Rewrite the items below, changing "passenger window" to "side window" and leaving everything else as it is.

(Information provided)
▼▼▼
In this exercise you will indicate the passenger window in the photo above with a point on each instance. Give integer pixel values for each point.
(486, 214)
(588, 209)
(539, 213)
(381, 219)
▲▲▲
(Solved exercise)
In this exercise you will indicate the side window in the photo above with a point on each instance. Give integer pixel values for each point.
(486, 214)
(588, 209)
(539, 213)
(381, 219)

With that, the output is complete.